Given information: Begin

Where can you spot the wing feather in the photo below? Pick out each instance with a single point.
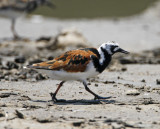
(71, 61)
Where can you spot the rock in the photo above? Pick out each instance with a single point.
(158, 81)
(127, 60)
(143, 80)
(40, 77)
(68, 37)
(12, 65)
(20, 59)
(19, 114)
(35, 61)
(132, 92)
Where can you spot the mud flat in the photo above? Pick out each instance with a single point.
(133, 81)
(134, 104)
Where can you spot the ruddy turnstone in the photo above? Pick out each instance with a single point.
(16, 8)
(79, 65)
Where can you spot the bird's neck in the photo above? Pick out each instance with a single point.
(104, 60)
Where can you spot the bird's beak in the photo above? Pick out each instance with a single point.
(50, 4)
(122, 51)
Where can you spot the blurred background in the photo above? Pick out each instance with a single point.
(133, 24)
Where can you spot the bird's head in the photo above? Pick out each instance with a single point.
(112, 47)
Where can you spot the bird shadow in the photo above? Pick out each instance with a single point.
(77, 102)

Given information: End

Your task is to output the material word for word while leaving out every image.

Where can you spot the wing feather in the photo below? Pick out each instance with a single point.
(71, 61)
Where can you spot the rock in the photo above? Pick out each instance with a single point.
(158, 81)
(127, 60)
(143, 80)
(40, 77)
(68, 37)
(12, 65)
(20, 59)
(19, 114)
(35, 61)
(132, 92)
Where can you spot the mud flat in the photo above? Pick out each instance with a single point.
(133, 81)
(134, 104)
Where can you spot the ruddy turnstone in the photo above? Pick out each instance with a single point.
(16, 8)
(79, 65)
Where can you spot the bird's neck in the photo above? Pick out each instance with a single point.
(104, 60)
Where can you spot the bird's beak in the photo above? Pick out each instance with a single point.
(50, 4)
(122, 51)
Where can you spot the blurred background in the photo above? Pick out each instance with a single point.
(133, 24)
Where can you spot the bird's head in the photo above? Pick out each instance with a single point.
(112, 47)
Where can you spot the bird shadow in the photo above? Pick out each instance with a single point.
(77, 102)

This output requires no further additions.